WORK INSTRUCTIONS
Each entry, in full: reproduce it exactly.

——————

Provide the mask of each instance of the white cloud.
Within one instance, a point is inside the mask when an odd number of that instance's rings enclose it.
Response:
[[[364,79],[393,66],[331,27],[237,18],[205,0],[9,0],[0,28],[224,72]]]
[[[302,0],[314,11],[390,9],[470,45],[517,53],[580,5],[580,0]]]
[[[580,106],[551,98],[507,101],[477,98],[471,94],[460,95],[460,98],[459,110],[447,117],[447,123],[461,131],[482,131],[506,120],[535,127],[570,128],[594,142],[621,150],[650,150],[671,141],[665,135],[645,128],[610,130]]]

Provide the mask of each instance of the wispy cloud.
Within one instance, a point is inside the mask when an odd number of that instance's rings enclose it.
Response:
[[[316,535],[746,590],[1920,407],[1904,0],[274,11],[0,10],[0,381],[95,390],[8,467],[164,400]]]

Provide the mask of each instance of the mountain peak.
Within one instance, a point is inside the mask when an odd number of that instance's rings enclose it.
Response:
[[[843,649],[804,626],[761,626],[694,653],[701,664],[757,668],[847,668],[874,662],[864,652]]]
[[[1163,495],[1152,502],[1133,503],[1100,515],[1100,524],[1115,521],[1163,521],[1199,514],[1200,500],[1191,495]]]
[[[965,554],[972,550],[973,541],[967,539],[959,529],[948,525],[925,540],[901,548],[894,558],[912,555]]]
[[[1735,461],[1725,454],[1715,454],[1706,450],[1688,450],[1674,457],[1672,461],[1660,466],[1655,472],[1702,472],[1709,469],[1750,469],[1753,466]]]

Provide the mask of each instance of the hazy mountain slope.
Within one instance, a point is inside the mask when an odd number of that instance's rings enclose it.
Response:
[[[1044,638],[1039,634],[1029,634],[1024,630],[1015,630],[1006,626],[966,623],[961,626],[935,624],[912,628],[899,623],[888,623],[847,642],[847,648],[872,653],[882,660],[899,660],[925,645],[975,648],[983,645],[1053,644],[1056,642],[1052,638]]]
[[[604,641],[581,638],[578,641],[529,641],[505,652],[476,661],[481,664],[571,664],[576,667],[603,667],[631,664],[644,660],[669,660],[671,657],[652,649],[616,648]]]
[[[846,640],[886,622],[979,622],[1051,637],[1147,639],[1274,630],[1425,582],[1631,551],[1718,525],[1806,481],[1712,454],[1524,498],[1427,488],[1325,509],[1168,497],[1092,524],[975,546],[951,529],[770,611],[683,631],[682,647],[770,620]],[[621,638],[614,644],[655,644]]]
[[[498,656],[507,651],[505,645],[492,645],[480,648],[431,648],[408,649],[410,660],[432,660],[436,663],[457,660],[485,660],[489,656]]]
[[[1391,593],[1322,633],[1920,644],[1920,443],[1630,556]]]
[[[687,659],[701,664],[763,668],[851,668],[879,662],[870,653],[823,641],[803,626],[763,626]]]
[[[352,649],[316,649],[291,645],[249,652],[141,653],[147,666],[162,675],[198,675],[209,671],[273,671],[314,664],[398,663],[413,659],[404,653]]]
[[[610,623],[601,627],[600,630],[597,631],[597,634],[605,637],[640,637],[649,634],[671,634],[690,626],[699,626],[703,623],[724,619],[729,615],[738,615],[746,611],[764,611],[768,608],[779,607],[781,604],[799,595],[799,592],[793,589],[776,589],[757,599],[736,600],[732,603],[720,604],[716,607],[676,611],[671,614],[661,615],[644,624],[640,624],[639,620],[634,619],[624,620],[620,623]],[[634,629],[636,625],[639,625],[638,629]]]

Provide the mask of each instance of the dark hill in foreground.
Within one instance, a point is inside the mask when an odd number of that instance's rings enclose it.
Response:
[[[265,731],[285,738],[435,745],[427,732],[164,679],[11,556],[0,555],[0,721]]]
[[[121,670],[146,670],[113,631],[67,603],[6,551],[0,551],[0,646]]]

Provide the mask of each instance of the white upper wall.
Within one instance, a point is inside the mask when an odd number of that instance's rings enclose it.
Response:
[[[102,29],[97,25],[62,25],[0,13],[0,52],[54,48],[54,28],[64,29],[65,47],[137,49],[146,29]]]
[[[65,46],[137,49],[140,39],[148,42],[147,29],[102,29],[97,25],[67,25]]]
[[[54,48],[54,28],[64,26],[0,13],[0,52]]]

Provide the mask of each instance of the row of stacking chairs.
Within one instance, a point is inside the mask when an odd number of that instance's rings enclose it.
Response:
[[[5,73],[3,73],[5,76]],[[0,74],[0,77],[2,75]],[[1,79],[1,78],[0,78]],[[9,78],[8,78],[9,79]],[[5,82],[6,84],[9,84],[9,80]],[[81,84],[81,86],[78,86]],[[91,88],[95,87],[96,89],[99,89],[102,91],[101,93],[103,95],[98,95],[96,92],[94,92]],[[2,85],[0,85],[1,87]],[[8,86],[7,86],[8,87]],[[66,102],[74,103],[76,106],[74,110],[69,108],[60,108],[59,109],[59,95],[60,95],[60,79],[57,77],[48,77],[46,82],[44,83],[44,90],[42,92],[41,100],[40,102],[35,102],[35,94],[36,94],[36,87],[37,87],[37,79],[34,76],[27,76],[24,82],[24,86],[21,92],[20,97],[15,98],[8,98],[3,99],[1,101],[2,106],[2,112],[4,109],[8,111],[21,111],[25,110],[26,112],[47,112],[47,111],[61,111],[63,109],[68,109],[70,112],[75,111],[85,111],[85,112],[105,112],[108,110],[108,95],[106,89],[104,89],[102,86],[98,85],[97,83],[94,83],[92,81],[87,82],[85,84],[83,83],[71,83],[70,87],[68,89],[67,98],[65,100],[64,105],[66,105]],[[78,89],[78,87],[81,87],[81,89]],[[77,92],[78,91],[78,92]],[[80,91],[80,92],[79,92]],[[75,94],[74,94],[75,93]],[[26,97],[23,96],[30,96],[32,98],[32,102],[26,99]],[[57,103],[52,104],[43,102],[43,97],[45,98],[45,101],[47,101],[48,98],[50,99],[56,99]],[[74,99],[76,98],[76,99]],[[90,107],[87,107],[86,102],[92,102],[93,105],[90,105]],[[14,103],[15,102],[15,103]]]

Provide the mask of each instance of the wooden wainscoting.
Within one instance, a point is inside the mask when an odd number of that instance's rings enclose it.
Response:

——————

ANSWER FOR THIS EXERCISE
Provide the mask of each instance of the white cloud.
Within one instance, a point is inside the mask when an odd number of that instance's rings enclose it.
Response:
[[[364,79],[393,66],[331,27],[237,18],[205,0],[9,0],[0,28],[224,72]]]
[[[302,0],[314,11],[390,9],[470,45],[517,53],[580,5],[580,0]]]
[[[580,106],[551,98],[507,101],[477,98],[471,94],[460,95],[460,98],[459,110],[447,117],[447,123],[461,131],[482,131],[506,120],[535,127],[570,128],[594,142],[621,150],[650,150],[671,141],[665,135],[645,128],[610,130]]]

Provide the mask of each instance of the wispy cloud.
Within one instance, a point is inside the mask when an odd number of that instance's rings enclose it.
Response:
[[[316,535],[746,590],[1920,407],[1904,0],[274,11],[0,10],[0,381],[95,390],[8,467],[164,400]]]

Provide the mask of each instance of the mountain peak.
Within one instance, a point is inside the mask when an odd number of that instance's rings enclose it.
Response:
[[[843,649],[804,626],[761,626],[694,653],[701,664],[757,668],[847,668],[874,662],[864,652]]]
[[[1163,495],[1152,502],[1133,503],[1100,515],[1100,524],[1115,521],[1163,521],[1199,514],[1200,500],[1191,495]]]
[[[965,554],[972,550],[973,541],[967,539],[959,529],[948,525],[925,540],[901,548],[894,558],[912,555]]]
[[[1735,461],[1725,454],[1715,454],[1706,450],[1688,450],[1674,457],[1672,461],[1660,466],[1655,472],[1702,472],[1709,469],[1750,469],[1753,466]]]

Provide the mask of each instance of the hazy mountain slope.
Within one instance, a point is inside the mask when an odd number of that instance's rings enclose it.
Response:
[[[1044,638],[1039,634],[1029,634],[1024,630],[1015,630],[1006,626],[966,623],[961,626],[935,624],[912,628],[899,623],[888,623],[847,642],[847,648],[872,653],[882,660],[899,660],[925,645],[975,648],[983,645],[1053,644],[1056,642],[1052,638]]]
[[[604,641],[581,638],[578,641],[529,641],[505,652],[476,661],[481,664],[571,664],[576,667],[603,667],[631,664],[644,660],[669,660],[671,657],[652,649],[616,648]]]
[[[846,640],[886,622],[979,622],[1051,637],[1147,639],[1274,630],[1425,582],[1631,551],[1718,525],[1806,481],[1712,454],[1524,498],[1427,488],[1325,509],[1168,497],[1092,524],[975,546],[951,529],[770,611],[683,631],[682,647],[770,620]],[[621,638],[614,644],[655,644]]]
[[[498,656],[507,651],[505,645],[492,645],[480,648],[431,648],[408,649],[410,660],[432,660],[436,663],[457,660],[485,660],[489,656]]]
[[[1391,593],[1322,633],[1920,644],[1920,443],[1630,556]]]
[[[687,659],[701,664],[763,668],[851,668],[879,662],[870,653],[823,641],[803,626],[763,626]]]
[[[352,649],[316,649],[291,645],[249,652],[141,653],[147,666],[162,675],[198,675],[209,671],[273,671],[314,664],[398,663],[413,659],[404,653]]]
[[[610,623],[601,627],[600,630],[597,631],[597,634],[605,637],[640,637],[649,634],[671,634],[690,626],[699,626],[703,623],[724,619],[729,615],[738,615],[746,611],[764,611],[768,608],[779,607],[781,604],[799,595],[799,592],[793,589],[776,589],[757,599],[736,600],[732,603],[720,604],[716,607],[676,611],[671,614],[661,615],[644,624],[640,624],[639,620],[634,619],[624,620],[620,623]],[[634,629],[636,625],[639,625],[638,629]]]

Provide the mask of each instance of the dark hill in foreground.
Within one instance, a point is inside the mask when an odd number of that instance's rings enclose it.
Response:
[[[265,731],[285,738],[435,745],[427,732],[164,679],[11,556],[0,555],[0,721]]]
[[[121,670],[146,670],[113,631],[67,603],[6,551],[0,551],[0,646]]]

Provide the mask of each instance of the white upper wall.
Within one instance, a point is inside the mask when an odd number of that instance's rings enclose it.
Response:
[[[102,29],[97,25],[62,25],[0,13],[0,52],[54,48],[54,28],[64,29],[65,47],[137,49],[146,29]]]
[[[65,46],[137,49],[140,39],[148,42],[147,29],[102,29],[97,25],[67,25]]]
[[[54,48],[54,28],[64,26],[0,13],[0,52]]]

Provide the mask of each instance of the row of stacking chairs.
Within one instance, a point is inside the mask when an odd number of that instance's rings enclose it.
Response:
[[[5,73],[3,73],[5,76]],[[0,74],[0,77],[2,75]],[[1,79],[1,78],[0,78]],[[9,78],[8,78],[9,79]],[[5,82],[6,84],[9,84],[9,80]],[[81,84],[81,86],[78,86]],[[91,88],[95,87],[96,89],[99,89],[102,91],[101,93],[103,95],[98,95],[96,92],[94,92]],[[2,85],[0,85],[1,87]],[[8,86],[7,86],[8,87]],[[66,102],[74,103],[76,106],[74,110],[69,108],[60,108],[59,109],[59,95],[60,95],[60,79],[57,77],[48,77],[46,82],[44,83],[44,90],[42,92],[41,100],[40,102],[35,102],[35,94],[36,94],[36,87],[37,87],[37,79],[34,76],[27,76],[24,82],[24,86],[21,92],[20,97],[15,98],[8,98],[3,99],[1,101],[2,106],[2,112],[4,109],[8,111],[21,111],[25,110],[26,112],[47,112],[47,111],[61,111],[63,109],[68,109],[70,112],[75,111],[85,111],[85,112],[105,112],[108,110],[108,95],[106,89],[104,89],[102,86],[98,85],[97,83],[94,83],[92,81],[87,82],[85,84],[83,83],[71,83],[70,87],[68,89],[67,98],[65,100],[64,105],[66,105]],[[78,89],[78,87],[81,87],[81,89]],[[77,92],[78,91],[78,92]],[[80,91],[80,92],[79,92]],[[75,94],[74,94],[75,93]],[[26,97],[23,96],[30,96],[32,98],[32,102],[26,99]],[[57,103],[52,104],[43,102],[43,97],[45,98],[45,101],[47,101],[48,98],[50,99],[56,99]],[[74,99],[76,98],[76,99]],[[90,107],[87,107],[86,102],[92,102],[93,105],[90,105]],[[14,103],[15,102],[15,103]]]

Provide the mask of each instance of the wooden wainscoting.
Within one instance, a point is inside the mask when an odd number of that instance's rings enclose it.
Response:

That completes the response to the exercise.